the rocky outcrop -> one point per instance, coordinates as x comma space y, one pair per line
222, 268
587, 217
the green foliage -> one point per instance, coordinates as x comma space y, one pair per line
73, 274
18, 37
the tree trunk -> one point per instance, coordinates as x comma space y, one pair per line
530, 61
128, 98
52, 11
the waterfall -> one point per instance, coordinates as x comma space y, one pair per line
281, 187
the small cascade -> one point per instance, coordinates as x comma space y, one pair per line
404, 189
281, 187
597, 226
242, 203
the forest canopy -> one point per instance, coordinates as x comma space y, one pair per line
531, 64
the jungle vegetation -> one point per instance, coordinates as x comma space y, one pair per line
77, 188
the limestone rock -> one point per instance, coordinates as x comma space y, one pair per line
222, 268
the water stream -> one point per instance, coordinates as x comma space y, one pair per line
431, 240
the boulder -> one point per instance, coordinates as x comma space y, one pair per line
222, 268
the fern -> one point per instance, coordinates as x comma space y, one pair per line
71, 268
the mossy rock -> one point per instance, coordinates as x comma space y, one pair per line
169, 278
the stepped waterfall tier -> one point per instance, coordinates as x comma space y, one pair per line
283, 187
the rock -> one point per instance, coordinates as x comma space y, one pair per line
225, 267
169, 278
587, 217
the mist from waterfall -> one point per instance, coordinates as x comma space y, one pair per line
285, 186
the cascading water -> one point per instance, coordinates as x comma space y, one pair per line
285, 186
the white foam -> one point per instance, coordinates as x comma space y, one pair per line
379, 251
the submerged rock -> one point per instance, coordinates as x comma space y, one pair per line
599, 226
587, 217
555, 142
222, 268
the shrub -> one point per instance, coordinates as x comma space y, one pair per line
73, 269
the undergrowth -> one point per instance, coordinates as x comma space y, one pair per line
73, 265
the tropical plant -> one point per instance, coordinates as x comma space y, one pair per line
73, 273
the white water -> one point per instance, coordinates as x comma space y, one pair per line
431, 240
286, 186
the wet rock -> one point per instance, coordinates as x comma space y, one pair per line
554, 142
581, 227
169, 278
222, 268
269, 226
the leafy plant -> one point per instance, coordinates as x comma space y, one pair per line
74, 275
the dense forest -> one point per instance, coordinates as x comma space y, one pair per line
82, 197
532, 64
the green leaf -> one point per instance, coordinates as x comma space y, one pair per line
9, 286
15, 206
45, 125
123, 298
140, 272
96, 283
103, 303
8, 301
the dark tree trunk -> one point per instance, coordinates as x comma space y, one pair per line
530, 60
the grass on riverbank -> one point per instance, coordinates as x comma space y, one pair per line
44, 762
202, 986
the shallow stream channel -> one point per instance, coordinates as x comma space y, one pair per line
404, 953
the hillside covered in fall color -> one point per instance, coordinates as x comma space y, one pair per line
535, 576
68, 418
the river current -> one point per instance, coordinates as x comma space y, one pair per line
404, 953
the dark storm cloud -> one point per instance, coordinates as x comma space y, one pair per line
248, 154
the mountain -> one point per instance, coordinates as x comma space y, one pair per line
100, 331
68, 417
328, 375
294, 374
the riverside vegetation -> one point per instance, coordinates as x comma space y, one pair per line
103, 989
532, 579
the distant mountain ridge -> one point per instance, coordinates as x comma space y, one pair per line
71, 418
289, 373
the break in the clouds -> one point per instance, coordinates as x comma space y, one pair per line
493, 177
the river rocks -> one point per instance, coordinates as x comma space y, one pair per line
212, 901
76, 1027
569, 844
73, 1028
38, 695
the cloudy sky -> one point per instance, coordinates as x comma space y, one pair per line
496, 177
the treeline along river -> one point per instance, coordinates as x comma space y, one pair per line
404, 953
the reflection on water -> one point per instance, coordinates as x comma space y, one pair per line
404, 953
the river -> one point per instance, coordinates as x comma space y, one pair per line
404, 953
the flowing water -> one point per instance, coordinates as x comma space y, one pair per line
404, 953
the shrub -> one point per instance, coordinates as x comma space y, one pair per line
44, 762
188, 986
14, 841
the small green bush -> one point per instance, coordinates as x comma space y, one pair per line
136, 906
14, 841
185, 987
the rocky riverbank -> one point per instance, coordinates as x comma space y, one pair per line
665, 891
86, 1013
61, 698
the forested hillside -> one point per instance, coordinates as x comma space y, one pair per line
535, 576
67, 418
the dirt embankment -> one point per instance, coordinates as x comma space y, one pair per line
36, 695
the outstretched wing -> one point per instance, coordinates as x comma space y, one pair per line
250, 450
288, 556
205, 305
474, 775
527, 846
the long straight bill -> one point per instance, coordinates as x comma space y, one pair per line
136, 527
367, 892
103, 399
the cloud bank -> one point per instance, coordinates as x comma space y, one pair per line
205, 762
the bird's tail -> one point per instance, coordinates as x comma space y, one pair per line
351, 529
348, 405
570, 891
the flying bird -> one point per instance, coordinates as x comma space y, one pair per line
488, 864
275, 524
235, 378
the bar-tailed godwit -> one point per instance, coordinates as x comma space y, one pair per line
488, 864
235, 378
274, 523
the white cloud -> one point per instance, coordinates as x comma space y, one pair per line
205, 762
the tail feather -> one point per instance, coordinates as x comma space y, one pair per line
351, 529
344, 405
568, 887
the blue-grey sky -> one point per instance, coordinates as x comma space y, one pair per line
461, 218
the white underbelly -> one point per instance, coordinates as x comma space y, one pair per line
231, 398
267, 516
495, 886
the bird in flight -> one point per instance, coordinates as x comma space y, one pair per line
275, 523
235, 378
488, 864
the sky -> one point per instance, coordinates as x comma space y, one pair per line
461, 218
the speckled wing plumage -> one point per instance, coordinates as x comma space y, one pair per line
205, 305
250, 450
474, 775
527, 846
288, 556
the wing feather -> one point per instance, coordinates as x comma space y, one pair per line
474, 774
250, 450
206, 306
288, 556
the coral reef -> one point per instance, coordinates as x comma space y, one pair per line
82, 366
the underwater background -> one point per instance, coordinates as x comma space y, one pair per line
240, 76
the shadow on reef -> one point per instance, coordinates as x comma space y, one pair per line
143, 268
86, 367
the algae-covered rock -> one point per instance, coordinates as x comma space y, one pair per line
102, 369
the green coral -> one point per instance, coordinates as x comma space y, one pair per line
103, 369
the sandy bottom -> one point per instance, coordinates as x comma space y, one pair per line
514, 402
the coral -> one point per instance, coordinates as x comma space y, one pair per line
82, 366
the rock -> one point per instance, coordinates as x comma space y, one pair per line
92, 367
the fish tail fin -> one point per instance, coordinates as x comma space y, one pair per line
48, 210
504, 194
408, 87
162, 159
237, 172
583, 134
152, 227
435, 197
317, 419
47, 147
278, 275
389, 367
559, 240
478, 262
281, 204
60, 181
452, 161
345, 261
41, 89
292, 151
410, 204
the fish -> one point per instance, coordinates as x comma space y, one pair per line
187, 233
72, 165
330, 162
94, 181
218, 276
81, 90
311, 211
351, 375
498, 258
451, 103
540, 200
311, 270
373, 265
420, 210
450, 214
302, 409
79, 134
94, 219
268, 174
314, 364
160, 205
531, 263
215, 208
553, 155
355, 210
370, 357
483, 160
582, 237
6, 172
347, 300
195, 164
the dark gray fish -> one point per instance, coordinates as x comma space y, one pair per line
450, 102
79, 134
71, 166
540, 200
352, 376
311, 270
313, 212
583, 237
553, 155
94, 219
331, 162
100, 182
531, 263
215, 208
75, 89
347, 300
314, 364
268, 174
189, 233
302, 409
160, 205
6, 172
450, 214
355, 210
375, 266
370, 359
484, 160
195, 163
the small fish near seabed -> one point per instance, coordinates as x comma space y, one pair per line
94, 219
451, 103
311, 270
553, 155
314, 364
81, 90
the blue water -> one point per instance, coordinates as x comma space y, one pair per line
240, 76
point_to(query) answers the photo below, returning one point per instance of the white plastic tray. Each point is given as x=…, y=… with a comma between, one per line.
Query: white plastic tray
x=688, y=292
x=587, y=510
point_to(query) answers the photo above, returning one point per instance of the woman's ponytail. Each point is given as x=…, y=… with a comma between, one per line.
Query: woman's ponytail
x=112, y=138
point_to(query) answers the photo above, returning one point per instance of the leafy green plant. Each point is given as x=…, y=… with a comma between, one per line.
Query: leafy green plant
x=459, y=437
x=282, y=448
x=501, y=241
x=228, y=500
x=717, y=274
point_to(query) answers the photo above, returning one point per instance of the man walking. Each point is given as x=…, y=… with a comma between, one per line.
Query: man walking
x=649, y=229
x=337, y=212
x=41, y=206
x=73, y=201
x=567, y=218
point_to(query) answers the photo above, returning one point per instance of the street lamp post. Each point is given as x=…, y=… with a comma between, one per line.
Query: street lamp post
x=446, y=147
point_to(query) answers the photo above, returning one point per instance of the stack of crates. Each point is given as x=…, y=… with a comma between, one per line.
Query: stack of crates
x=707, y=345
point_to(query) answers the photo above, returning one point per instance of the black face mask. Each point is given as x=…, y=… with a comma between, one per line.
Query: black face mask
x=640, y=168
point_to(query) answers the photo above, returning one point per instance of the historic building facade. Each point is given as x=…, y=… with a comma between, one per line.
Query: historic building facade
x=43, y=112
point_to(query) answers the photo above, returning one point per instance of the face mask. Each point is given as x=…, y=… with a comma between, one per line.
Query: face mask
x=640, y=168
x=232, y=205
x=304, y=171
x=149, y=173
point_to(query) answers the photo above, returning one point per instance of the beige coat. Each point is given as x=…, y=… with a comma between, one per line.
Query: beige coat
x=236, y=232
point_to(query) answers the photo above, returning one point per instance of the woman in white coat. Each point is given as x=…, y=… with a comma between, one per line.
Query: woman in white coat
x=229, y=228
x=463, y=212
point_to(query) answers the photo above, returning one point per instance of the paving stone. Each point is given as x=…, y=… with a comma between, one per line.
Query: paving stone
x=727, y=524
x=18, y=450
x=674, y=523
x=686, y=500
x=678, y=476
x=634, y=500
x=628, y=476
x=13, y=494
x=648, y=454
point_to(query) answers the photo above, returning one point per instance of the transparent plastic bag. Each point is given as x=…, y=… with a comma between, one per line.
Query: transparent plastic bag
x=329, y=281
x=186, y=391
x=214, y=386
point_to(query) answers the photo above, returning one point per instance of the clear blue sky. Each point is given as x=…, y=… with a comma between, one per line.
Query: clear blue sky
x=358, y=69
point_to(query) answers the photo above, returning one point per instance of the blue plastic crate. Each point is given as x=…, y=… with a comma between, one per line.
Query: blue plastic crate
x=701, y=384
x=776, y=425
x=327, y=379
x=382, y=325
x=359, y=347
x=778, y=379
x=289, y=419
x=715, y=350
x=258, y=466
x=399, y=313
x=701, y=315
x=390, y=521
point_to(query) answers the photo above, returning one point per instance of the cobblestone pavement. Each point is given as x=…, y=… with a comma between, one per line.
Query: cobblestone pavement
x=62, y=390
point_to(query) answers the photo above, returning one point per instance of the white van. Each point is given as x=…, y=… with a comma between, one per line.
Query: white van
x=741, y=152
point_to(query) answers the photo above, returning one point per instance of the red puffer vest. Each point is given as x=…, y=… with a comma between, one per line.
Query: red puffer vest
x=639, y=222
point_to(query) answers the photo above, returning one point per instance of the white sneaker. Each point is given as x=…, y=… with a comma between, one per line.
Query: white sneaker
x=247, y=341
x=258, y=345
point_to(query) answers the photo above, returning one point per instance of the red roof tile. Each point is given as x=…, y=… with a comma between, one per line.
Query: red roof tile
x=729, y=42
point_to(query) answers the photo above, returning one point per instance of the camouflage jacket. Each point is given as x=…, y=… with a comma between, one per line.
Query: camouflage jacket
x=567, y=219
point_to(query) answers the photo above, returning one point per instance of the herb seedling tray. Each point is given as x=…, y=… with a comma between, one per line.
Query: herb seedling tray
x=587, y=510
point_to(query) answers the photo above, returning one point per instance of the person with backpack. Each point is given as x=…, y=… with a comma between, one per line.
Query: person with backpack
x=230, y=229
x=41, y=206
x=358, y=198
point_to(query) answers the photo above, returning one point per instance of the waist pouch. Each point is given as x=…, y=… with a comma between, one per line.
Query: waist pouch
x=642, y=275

++++++++++++++++++++

What this task involves: Each line from the one containing "Query: camouflage jacket" through the end of the entries, both included, is to be returned exactly, with no other lines.

Exercise solution:
Query: camouflage jacket
x=567, y=219
point_to(query) answers the photo above, returning one point per instance of the herb seedling tray. Each point is given as x=…, y=… with a comma between, one per line.
Query: herb seedling tray
x=587, y=510
point_to(query) answers the photo above, returning one point per instance of the person with backpack. Each point is given as x=…, y=… with a comma between, one per line.
Query: person with backpack
x=230, y=229
x=41, y=206
x=358, y=198
point_to(query) answers the photo above, returning one point per instance of the waist pouch. Each point is given as x=…, y=… with a comma between, one per line.
Query: waist pouch
x=642, y=275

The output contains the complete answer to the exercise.